> Image point grounding data

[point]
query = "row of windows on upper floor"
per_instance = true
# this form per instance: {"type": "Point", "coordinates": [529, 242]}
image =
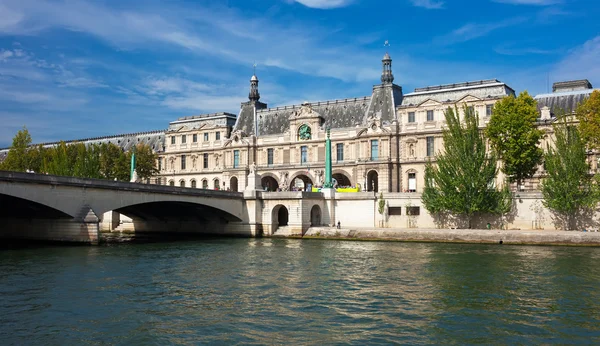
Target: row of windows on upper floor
{"type": "Point", "coordinates": [374, 145]}
{"type": "Point", "coordinates": [195, 138]}
{"type": "Point", "coordinates": [430, 113]}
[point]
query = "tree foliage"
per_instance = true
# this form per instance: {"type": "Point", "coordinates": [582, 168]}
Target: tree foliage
{"type": "Point", "coordinates": [568, 188]}
{"type": "Point", "coordinates": [100, 161]}
{"type": "Point", "coordinates": [462, 182]}
{"type": "Point", "coordinates": [588, 114]}
{"type": "Point", "coordinates": [514, 136]}
{"type": "Point", "coordinates": [17, 158]}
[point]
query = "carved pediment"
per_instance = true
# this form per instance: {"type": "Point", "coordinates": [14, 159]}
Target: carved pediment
{"type": "Point", "coordinates": [469, 98]}
{"type": "Point", "coordinates": [305, 111]}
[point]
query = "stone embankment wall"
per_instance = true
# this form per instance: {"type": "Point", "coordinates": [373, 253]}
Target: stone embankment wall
{"type": "Point", "coordinates": [479, 236]}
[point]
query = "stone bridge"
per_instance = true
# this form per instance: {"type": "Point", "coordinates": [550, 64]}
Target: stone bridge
{"type": "Point", "coordinates": [45, 207]}
{"type": "Point", "coordinates": [65, 208]}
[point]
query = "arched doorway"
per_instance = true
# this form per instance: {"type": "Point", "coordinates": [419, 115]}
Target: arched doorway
{"type": "Point", "coordinates": [373, 181]}
{"type": "Point", "coordinates": [301, 183]}
{"type": "Point", "coordinates": [315, 216]}
{"type": "Point", "coordinates": [280, 217]}
{"type": "Point", "coordinates": [233, 184]}
{"type": "Point", "coordinates": [269, 183]}
{"type": "Point", "coordinates": [342, 180]}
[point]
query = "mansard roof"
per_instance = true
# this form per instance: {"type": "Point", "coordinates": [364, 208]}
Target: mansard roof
{"type": "Point", "coordinates": [483, 89]}
{"type": "Point", "coordinates": [196, 121]}
{"type": "Point", "coordinates": [336, 114]}
{"type": "Point", "coordinates": [566, 101]}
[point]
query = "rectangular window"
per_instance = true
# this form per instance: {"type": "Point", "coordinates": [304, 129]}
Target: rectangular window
{"type": "Point", "coordinates": [374, 149]}
{"type": "Point", "coordinates": [413, 210]}
{"type": "Point", "coordinates": [270, 156]}
{"type": "Point", "coordinates": [236, 158]}
{"type": "Point", "coordinates": [412, 182]}
{"type": "Point", "coordinates": [395, 211]}
{"type": "Point", "coordinates": [471, 111]}
{"type": "Point", "coordinates": [303, 154]}
{"type": "Point", "coordinates": [339, 149]}
{"type": "Point", "coordinates": [429, 115]}
{"type": "Point", "coordinates": [430, 147]}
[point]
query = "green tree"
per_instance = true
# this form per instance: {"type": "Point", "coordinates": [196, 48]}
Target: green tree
{"type": "Point", "coordinates": [145, 161]}
{"type": "Point", "coordinates": [111, 157]}
{"type": "Point", "coordinates": [514, 136]}
{"type": "Point", "coordinates": [588, 114]}
{"type": "Point", "coordinates": [568, 188]}
{"type": "Point", "coordinates": [462, 182]}
{"type": "Point", "coordinates": [17, 158]}
{"type": "Point", "coordinates": [56, 161]}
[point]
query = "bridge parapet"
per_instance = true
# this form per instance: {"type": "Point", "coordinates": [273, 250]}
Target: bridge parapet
{"type": "Point", "coordinates": [114, 185]}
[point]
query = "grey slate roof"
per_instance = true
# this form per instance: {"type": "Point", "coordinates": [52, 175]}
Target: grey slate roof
{"type": "Point", "coordinates": [563, 101]}
{"type": "Point", "coordinates": [490, 88]}
{"type": "Point", "coordinates": [336, 114]}
{"type": "Point", "coordinates": [384, 101]}
{"type": "Point", "coordinates": [196, 121]}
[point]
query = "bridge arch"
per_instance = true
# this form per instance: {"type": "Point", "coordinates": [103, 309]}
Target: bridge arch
{"type": "Point", "coordinates": [279, 216]}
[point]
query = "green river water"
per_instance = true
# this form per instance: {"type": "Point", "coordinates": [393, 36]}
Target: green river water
{"type": "Point", "coordinates": [288, 291]}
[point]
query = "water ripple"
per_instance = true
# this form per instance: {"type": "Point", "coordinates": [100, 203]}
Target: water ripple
{"type": "Point", "coordinates": [281, 291]}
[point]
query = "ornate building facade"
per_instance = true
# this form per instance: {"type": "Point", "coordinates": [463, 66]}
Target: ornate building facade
{"type": "Point", "coordinates": [379, 142]}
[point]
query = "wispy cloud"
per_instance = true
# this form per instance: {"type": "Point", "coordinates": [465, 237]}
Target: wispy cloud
{"type": "Point", "coordinates": [511, 50]}
{"type": "Point", "coordinates": [429, 4]}
{"type": "Point", "coordinates": [580, 63]}
{"type": "Point", "coordinates": [472, 31]}
{"type": "Point", "coordinates": [324, 4]}
{"type": "Point", "coordinates": [531, 2]}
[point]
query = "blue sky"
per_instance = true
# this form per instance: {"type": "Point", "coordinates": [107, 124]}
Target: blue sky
{"type": "Point", "coordinates": [74, 69]}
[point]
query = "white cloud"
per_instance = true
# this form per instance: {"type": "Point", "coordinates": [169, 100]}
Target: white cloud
{"type": "Point", "coordinates": [429, 4]}
{"type": "Point", "coordinates": [472, 31]}
{"type": "Point", "coordinates": [324, 4]}
{"type": "Point", "coordinates": [530, 2]}
{"type": "Point", "coordinates": [580, 63]}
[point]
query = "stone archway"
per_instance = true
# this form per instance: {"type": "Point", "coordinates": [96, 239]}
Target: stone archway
{"type": "Point", "coordinates": [269, 183]}
{"type": "Point", "coordinates": [233, 184]}
{"type": "Point", "coordinates": [342, 179]}
{"type": "Point", "coordinates": [315, 216]}
{"type": "Point", "coordinates": [301, 183]}
{"type": "Point", "coordinates": [373, 181]}
{"type": "Point", "coordinates": [279, 217]}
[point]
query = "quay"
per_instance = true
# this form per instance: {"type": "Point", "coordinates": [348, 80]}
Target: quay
{"type": "Point", "coordinates": [475, 236]}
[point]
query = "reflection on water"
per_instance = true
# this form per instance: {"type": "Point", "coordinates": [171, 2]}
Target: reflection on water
{"type": "Point", "coordinates": [274, 291]}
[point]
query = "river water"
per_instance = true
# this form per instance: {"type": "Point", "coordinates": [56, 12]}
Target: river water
{"type": "Point", "coordinates": [284, 291]}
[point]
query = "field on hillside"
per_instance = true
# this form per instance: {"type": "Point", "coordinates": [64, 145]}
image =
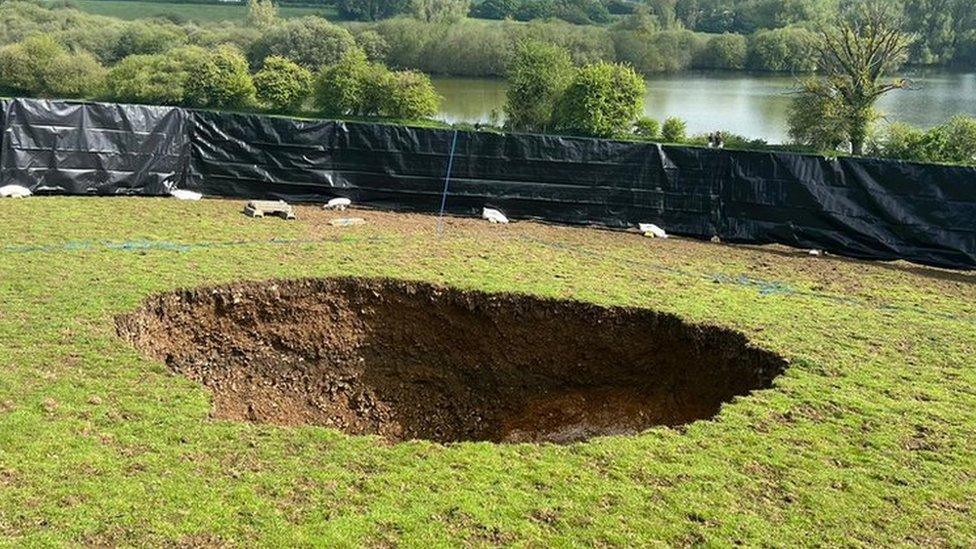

> How to complete this task
None of the pictures should be copied, but every record above must be returned exactly.

> Exercise response
[point]
query = "row of windows on upper floor"
per_instance = true
# this form per instance: {"type": "Point", "coordinates": [529, 242]}
image =
Target: row of windows on upper floor
{"type": "Point", "coordinates": [374, 145]}
{"type": "Point", "coordinates": [195, 138]}
{"type": "Point", "coordinates": [430, 113]}
[point]
query = "tree foliage"
per_instance = true
# this form per instance: {"type": "Point", "coordinates": [582, 168]}
Target: tree foliage
{"type": "Point", "coordinates": [568, 188]}
{"type": "Point", "coordinates": [100, 161]}
{"type": "Point", "coordinates": [462, 182]}
{"type": "Point", "coordinates": [588, 114]}
{"type": "Point", "coordinates": [514, 136]}
{"type": "Point", "coordinates": [17, 158]}
[point]
query = "carved pediment"
per_instance = true
# this form per instance: {"type": "Point", "coordinates": [14, 159]}
Target: carved pediment
{"type": "Point", "coordinates": [469, 98]}
{"type": "Point", "coordinates": [305, 111]}
[point]
query = "stone embankment wall"
per_instance = true
# this form per instance: {"type": "Point", "coordinates": [373, 253]}
Target: stone embankment wall
{"type": "Point", "coordinates": [479, 236]}
[point]
query = "stone bridge"
per_instance = true
# this form per instance: {"type": "Point", "coordinates": [550, 64]}
Target: stone bridge
{"type": "Point", "coordinates": [45, 207]}
{"type": "Point", "coordinates": [65, 208]}
[point]
query = "arched doorway"
per_instance = true
# this form per instance: {"type": "Point", "coordinates": [419, 115]}
Target: arched doorway
{"type": "Point", "coordinates": [373, 181]}
{"type": "Point", "coordinates": [301, 183]}
{"type": "Point", "coordinates": [315, 216]}
{"type": "Point", "coordinates": [280, 217]}
{"type": "Point", "coordinates": [233, 184]}
{"type": "Point", "coordinates": [269, 183]}
{"type": "Point", "coordinates": [342, 180]}
[point]
query = "mansard roof"
per_instance = true
# this form per instance: {"type": "Point", "coordinates": [364, 208]}
Target: mansard roof
{"type": "Point", "coordinates": [483, 89]}
{"type": "Point", "coordinates": [196, 121]}
{"type": "Point", "coordinates": [336, 114]}
{"type": "Point", "coordinates": [566, 101]}
[point]
query = "rectangular window"
per_instance = true
# this form per instance: {"type": "Point", "coordinates": [304, 129]}
Target: rectangular window
{"type": "Point", "coordinates": [374, 149]}
{"type": "Point", "coordinates": [413, 210]}
{"type": "Point", "coordinates": [270, 156]}
{"type": "Point", "coordinates": [236, 158]}
{"type": "Point", "coordinates": [412, 182]}
{"type": "Point", "coordinates": [395, 211]}
{"type": "Point", "coordinates": [471, 111]}
{"type": "Point", "coordinates": [303, 154]}
{"type": "Point", "coordinates": [339, 149]}
{"type": "Point", "coordinates": [429, 115]}
{"type": "Point", "coordinates": [430, 147]}
[point]
query = "green tree"
per_instance = true
# this form per instance: {"type": "Point", "coordinates": [196, 48]}
Target: green tree
{"type": "Point", "coordinates": [145, 161]}
{"type": "Point", "coordinates": [111, 157]}
{"type": "Point", "coordinates": [514, 136]}
{"type": "Point", "coordinates": [588, 114]}
{"type": "Point", "coordinates": [568, 188]}
{"type": "Point", "coordinates": [462, 182]}
{"type": "Point", "coordinates": [17, 158]}
{"type": "Point", "coordinates": [56, 161]}
[point]
query = "bridge parapet"
per_instance = true
# this form per instance: {"type": "Point", "coordinates": [273, 250]}
Target: bridge parapet
{"type": "Point", "coordinates": [114, 185]}
[point]
query = "grey slate roof"
per_instance = true
# this form per instance: {"type": "Point", "coordinates": [52, 175]}
Target: grey slate roof
{"type": "Point", "coordinates": [563, 101]}
{"type": "Point", "coordinates": [490, 88]}
{"type": "Point", "coordinates": [336, 114]}
{"type": "Point", "coordinates": [384, 101]}
{"type": "Point", "coordinates": [196, 121]}
[point]
query = "bridge arch"
per_instance = true
# this form per instance: {"type": "Point", "coordinates": [103, 309]}
Target: bridge arch
{"type": "Point", "coordinates": [279, 216]}
[point]
query = "green river water"
per_instance = true
# this form per instance: {"type": "Point", "coordinates": [393, 36]}
Target: green river water
{"type": "Point", "coordinates": [288, 291]}
[point]
query = "water ripple"
per_instance = true
# this form per instance: {"type": "Point", "coordinates": [100, 203]}
Target: water ripple
{"type": "Point", "coordinates": [281, 291]}
[point]
query = "ornate building facade"
per_instance = true
# this form per instance: {"type": "Point", "coordinates": [463, 66]}
Target: ornate building facade
{"type": "Point", "coordinates": [379, 142]}
[point]
query = "wispy cloud"
per_instance = true
# this form per instance: {"type": "Point", "coordinates": [465, 237]}
Target: wispy cloud
{"type": "Point", "coordinates": [511, 50]}
{"type": "Point", "coordinates": [429, 4]}
{"type": "Point", "coordinates": [580, 63]}
{"type": "Point", "coordinates": [472, 31]}
{"type": "Point", "coordinates": [324, 4]}
{"type": "Point", "coordinates": [531, 2]}
[point]
query = "blue sky"
per_instance = true
# this form per instance: {"type": "Point", "coordinates": [107, 124]}
Target: blue sky
{"type": "Point", "coordinates": [74, 69]}
[point]
query = "white cloud"
per_instance = true
# this form per instance: {"type": "Point", "coordinates": [169, 100]}
Target: white cloud
{"type": "Point", "coordinates": [429, 4]}
{"type": "Point", "coordinates": [472, 31]}
{"type": "Point", "coordinates": [324, 4]}
{"type": "Point", "coordinates": [530, 2]}
{"type": "Point", "coordinates": [580, 63]}
[point]
query = "stone archway"
per_instance = true
# this form per instance: {"type": "Point", "coordinates": [96, 239]}
Target: stone archway
{"type": "Point", "coordinates": [269, 183]}
{"type": "Point", "coordinates": [233, 184]}
{"type": "Point", "coordinates": [342, 179]}
{"type": "Point", "coordinates": [315, 216]}
{"type": "Point", "coordinates": [301, 183]}
{"type": "Point", "coordinates": [373, 181]}
{"type": "Point", "coordinates": [279, 217]}
[point]
query = "quay"
per_instance = true
# this form per instance: {"type": "Point", "coordinates": [348, 80]}
Target: quay
{"type": "Point", "coordinates": [475, 236]}
[point]
query = "reflection on water"
per_instance = true
# this form per instance: {"type": "Point", "coordinates": [171, 2]}
Target: reflection on water
{"type": "Point", "coordinates": [274, 291]}
[point]
query = "river water"
per_instance = true
# this form per instance: {"type": "Point", "coordinates": [56, 12]}
Target: river water
{"type": "Point", "coordinates": [284, 291]}
[point]
query = "field on hillside"
per_instance = true
# this form per instance: {"type": "Point", "coordinates": [64, 145]}
image =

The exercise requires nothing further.